- **What the exercise asks**
Output every line of the listing below as a numbered list, skipping blank lines. Leave the pictures out of your answer.

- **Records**
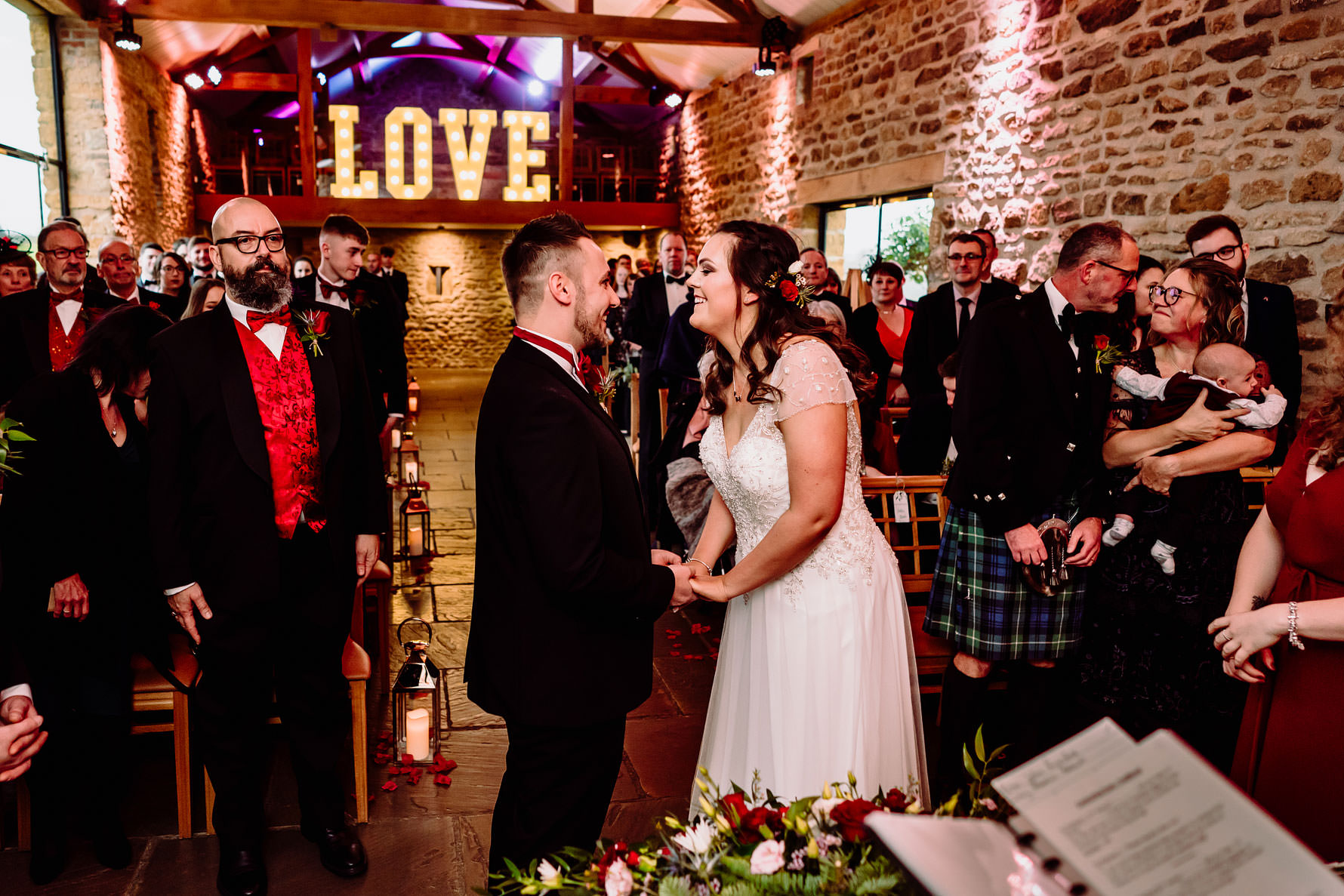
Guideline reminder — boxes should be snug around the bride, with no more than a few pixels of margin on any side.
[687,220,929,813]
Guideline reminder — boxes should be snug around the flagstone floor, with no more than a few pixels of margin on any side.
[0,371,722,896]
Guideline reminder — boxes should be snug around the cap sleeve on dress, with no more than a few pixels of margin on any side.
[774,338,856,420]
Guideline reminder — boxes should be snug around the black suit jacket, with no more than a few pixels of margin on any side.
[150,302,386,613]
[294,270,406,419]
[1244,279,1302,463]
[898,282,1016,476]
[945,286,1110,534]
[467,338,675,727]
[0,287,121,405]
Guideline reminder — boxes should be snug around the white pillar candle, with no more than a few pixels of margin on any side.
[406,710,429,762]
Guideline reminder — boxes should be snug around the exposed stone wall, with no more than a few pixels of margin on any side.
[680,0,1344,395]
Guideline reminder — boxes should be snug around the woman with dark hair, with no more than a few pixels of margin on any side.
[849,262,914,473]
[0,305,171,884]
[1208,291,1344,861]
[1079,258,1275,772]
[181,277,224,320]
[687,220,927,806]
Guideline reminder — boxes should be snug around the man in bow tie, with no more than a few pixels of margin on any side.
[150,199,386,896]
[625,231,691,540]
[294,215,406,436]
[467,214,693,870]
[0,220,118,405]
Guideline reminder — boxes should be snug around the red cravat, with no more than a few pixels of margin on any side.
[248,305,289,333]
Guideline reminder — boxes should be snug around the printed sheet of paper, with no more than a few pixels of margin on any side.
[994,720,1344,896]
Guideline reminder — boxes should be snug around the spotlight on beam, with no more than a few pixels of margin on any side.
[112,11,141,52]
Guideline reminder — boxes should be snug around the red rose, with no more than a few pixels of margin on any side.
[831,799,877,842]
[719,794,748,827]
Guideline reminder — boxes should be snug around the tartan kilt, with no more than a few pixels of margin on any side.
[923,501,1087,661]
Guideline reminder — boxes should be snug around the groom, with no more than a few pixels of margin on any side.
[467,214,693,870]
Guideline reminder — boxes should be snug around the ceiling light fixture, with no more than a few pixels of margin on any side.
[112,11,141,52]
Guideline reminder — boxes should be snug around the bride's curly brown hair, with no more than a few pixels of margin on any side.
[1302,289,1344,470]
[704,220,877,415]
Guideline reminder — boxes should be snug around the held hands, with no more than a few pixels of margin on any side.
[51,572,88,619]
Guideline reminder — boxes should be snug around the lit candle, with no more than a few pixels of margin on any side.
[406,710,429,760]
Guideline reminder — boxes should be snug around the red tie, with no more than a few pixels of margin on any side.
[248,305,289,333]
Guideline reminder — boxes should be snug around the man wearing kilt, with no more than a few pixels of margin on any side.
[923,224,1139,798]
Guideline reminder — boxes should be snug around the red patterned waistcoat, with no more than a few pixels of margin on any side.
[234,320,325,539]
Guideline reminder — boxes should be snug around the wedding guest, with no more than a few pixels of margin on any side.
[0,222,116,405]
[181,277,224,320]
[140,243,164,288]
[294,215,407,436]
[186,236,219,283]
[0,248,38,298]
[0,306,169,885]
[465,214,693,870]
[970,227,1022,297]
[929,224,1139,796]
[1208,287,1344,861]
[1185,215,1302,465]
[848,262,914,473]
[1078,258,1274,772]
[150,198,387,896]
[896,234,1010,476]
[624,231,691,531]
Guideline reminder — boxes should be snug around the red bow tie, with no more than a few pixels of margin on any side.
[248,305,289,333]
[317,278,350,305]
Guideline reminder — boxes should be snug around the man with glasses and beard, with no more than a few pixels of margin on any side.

- **Correct result**
1. Guideline reminder — boxes should be snug around the bride, with no more than a few pixels of margin on any side.
2. [687,220,929,813]
3. Guideline reminder — boxes should be snug around the flagstone floor, with no more than a few pixels of margin on any side.
4. [0,371,722,896]
5. Guideline reminder — boxes should be snug around the cap sleeve on dress, with no more than a few pixels of margin on any side.
6. [774,338,856,420]
7. Guideline reminder — boxes should be snug around the black suit jacket, with no more than a few pixels of margin on any side.
8. [150,302,386,613]
9. [294,270,406,419]
10. [1244,279,1302,463]
11. [898,282,1016,476]
12. [945,286,1110,534]
13. [467,338,675,727]
14. [0,287,121,405]
15. Guideline reminder — boxes should be snug around the white pillar candle, with no more than a few pixels of margin on any side.
16. [406,710,429,762]
17. Guideline reminder — boxes should be snug around the exposed stone wall, with no more than a few pixels of margin on any side.
18. [680,0,1344,395]
19. Guideline reminder — boxes should be snug around the woman with dark hair, with no more than a few pixels of margin on any side.
20. [849,262,914,473]
21. [0,305,171,884]
22. [1208,291,1344,861]
23. [1079,258,1275,772]
24. [181,277,224,320]
25. [687,220,927,806]
26. Guideline reminder — boxes should be snug around the man in bow tie, with no more than a few pixels of margin on any side.
27. [150,199,386,896]
28. [625,231,691,540]
29. [294,215,406,436]
30. [467,214,693,870]
31. [0,220,118,405]
32. Guideline reminder — boxes should be snug around the red cravat, with no more than a few pixels of margin on any side.
33. [248,305,289,333]
34. Guideline reminder — boxes should be snug around the printed sheet of paper, with no more than a few pixels of margin on any side.
35. [994,720,1344,896]
36. Guideline reminder — boxes should be snug around the spotlight on beam, with no more than a few pixels of margin on any side.
37. [112,11,141,52]
38. Guideline reminder — boxes should be snug around the red rose, with no more than a few pixels of margin on any side.
39. [831,799,877,842]
40. [719,794,748,827]
41. Guideline reminder — boxes should be snug around the tartan kilt, with no more than a few pixels of margin on any side.
42. [923,501,1087,661]
43. Guideline reminder — boxes should be snug around the groom, with no more than a few pixels of margin on any side.
44. [467,214,693,870]
45. Guideline reminder — boxes should be snug around the ceiling light fixture, with no more than a few pixels of margin on any side.
46. [112,11,141,52]
47. Guideline reminder — boxes should be snug around the bride's curly brown hair, with no more than a few pixels of margin on any side.
48. [1302,289,1344,470]
49. [704,220,877,415]
50. Guideline reminder — boxes should be snug around the held hands, with no more than a few pixels of margin on any side.
51. [51,572,88,619]
52. Guideline reminder — boxes should be snug around the lit candle, with no more than a few pixels of margin on any side.
53. [406,710,429,760]
54. Guideline reminder — boxes should be snug around the red tie, with no more than a few pixels of margin on any side.
55. [248,305,289,333]
56. Guideline reminder — boxes should be snug around the man wearing kilt, with no more than a few pixels of margin on any side.
57. [923,224,1139,798]
58. Guideline reminder — boxes should be snug around the red patterned waistcoat, with no more than a few pixels of margin on any side.
59. [234,320,325,539]
60. Guideline reminder — boxes should be snug around the wedding guest, with no more than a few pixels of margin on any side.
61. [0,222,116,405]
62. [181,277,224,320]
63. [140,243,164,288]
64. [294,215,407,436]
65. [186,236,219,283]
66. [0,248,38,298]
67. [0,306,169,885]
68. [465,214,693,870]
69. [970,227,1022,297]
70. [929,224,1139,796]
71. [1208,287,1344,861]
72. [1185,215,1302,465]
73. [848,262,914,473]
74. [1078,258,1274,772]
75. [150,198,387,896]
76. [896,234,1010,476]
77. [624,231,691,531]
78. Guideline reminder — boxes should be snug around the red bow tie, with no more than a few pixels of margin on any side.
79. [248,305,289,333]
80. [317,278,350,305]
81. Guideline reminder — boxes should be snug around the man with glasses and beard, with no more than a few pixels of margin on any side.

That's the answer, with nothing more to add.